Kutipan teks –
┌──

Setiap tahun, sekitar 400.000 peziarah mengunjungi kota Paray-le-Monial. Tujuan mereka adalah sebuah kapel di mana Santa Margaret Maria Alacoque mendapat penampakan-penampakan Yesus. Kapel itu dibangun di tahun 1633 untuk kebutuhan doa para suster Visitasi. Ukuran panjangnya hanya 23m x 8 m lebar. Suasana di dalam kapel khidmat. Di dinding terlihat gambar besar. Kristus menyinarkan nyala api, seperti dikatakan dalam Kitab Suci, Allah adalah “Sebab YHWH, Allahmu, adalah api yang menghanguskan” (Ul 4:24). Di sekeliling Kristus digambarkan para kudus dari Kongregasi Visitasi serta beberapa rasul Hati Yesus. Semuanya “memandang kepada Dia yang telah ditikam.” Di sebelah kanan atas kita melihat Santa Perawan Maria, pelindung kongregasi Visitasi, Sang Ibu yang telah mendalami hasrat serta penderitaan Hati Yesus dengan sedalam-dalamnya. Di bawahnya ada Santo Paulus yang telah berbicara begitu baik tentang kasih Kristus; kemudian Santo Fransiskus de Sales dan Santa Yohana de Chantal, yang bersama-sama mendirikan Kongregrasi Visitasi. Lalu ada juga gambar Pater Mateo Crawley-Boevey. Di sebelah kiri ada Santo Yohanes Rasul sebagai saksi mata terpercaya yang telah melihat darah dan air memancar keluar dari Hati Yesus. Berikutnya ada Santo Fransiskus dari Assisi yang telah dipilih oleh suster Margareta Maria sebagai “pembimbing rohani” walaupun berasal dari zaman yang berbeda; Santo Yohanes Eudes, yang telah mempromosikan kebaktian kepada Hati Yesus dan Maria; Beato Claude La Colombière (Yesuit) dan Charles de Foucauld (1858-1916), martir di Gurun Sahara, sebagai wakil kebaktian modern kepada Hati Yesus yang lebih bersifat Ekaristis.
PENYERAHAN PRIBADI KEPADA HATI KUDUS
Aku ……………… (nama) menyerahkan dan mempersembahkan diriku, hidup, karya, usaha, serta penderitaan dan kegembiraanku kepada hati kudus Yesus. Sejak saat ini, dengan segala kekuatanku serta bantuan-Mu, aku akan berusaha menghormati, memuji, dan mencintai hati kudus Yesus. Dengan seluruh tenagaku, aku akan berusaha menjadi milik-Nya. Aku akan menolak segala perbuatan yang tidak berkenan di hati-Nya. aku memilih hati kudus Yesus sebagai devosi utama penghormatanku, sebagai pelindung hidup dan jaminan keselamatanku, sebagai obat untuk menyembuhkan kekurangan serta kegoyahan sikapku, untuk menyilih dosa-dosa dari seluruh hidupku dan untuk memperoleh bantuan di saat ajalku.
Hati Yesus yang penuh kebajikan, jadilah penyilih dosa-dosaku serta perisai terhadap murka Allah atas diriku. Hati Yesus yang penuh cinta, seluruh harapanku kupasrahkan pada-Mu.
Lindungilah aku terhadap si jahat, kuatkanlah kehendakku. Hancurkanlah segala sesuatu di dalam hatiku yang tidak berkenan di hati-Mu dan apa saja yang melawan Dikau.

└──

Data tercatat:
┌──

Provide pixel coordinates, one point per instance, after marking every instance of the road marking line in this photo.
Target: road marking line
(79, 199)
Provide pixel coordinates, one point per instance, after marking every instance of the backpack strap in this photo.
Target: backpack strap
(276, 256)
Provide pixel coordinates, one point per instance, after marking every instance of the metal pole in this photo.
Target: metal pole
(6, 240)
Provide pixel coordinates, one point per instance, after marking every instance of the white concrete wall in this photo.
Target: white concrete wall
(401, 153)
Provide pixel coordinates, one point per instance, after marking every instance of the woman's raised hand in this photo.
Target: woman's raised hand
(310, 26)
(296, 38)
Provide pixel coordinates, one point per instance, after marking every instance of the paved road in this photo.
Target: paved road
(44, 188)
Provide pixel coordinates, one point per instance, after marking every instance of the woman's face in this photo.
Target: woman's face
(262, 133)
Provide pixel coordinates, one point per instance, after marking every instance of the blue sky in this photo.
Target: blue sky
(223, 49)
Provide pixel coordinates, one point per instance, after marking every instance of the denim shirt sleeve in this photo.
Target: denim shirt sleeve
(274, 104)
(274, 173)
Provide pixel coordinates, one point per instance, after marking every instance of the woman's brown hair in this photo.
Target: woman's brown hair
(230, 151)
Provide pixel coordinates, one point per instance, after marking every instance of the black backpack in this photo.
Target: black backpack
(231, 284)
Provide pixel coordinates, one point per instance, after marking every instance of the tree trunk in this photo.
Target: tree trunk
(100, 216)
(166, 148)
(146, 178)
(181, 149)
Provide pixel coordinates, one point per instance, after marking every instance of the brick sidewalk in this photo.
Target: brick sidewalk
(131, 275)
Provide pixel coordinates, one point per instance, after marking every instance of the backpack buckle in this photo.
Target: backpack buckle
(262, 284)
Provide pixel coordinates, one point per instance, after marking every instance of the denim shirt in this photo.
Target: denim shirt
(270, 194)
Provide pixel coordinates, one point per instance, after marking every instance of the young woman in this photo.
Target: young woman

└──

Tugas 1 –
Jawablah pertanyaan berikut berdasarkan kutipan tentang kapel di Paray-le-Monial:
(a) Berapa kira-kira jumlah peziarah yang mengunjungi kota Paray-le-Monial setiap tahun?
(b) Pada tahun berapa kapel itu dibangun?
(c) Dalam doa penyerahan, Hati Yesus yang penuh kebajikan diminta menjadi apa?
Tugas 2 – Salin kembali kata demi kata bagian kutipan tentang kapel di Paray-le-Monial, mulai dengan "Hati Yesus yang penuh kebajikan, jadilah" dan terus sampai "yang melawan Dikau.".

Jawaban 1 –
(a) Sekitar 400.000 peziarah.
(b) Tahun 1633.
(c) Penyilih dosa-dosa serta perisai terhadap murka Allah.

Jawaban 2 –
Hati Yesus yang penuh kebajikan, jadilah penyilih dosa-dosaku serta perisai terhadap murka Allah atas diriku. Hati Yesus yang penuh cinta, seluruh harapanku kupasrahkan pada-Mu.
Lindungilah aku terhadap si jahat, kuatkanlah kehendakku. Hancurkanlah segala sesuatu di dalam hatiku yang tidak berkenan di hati-Mu dan apa saja yang melawan Dikau.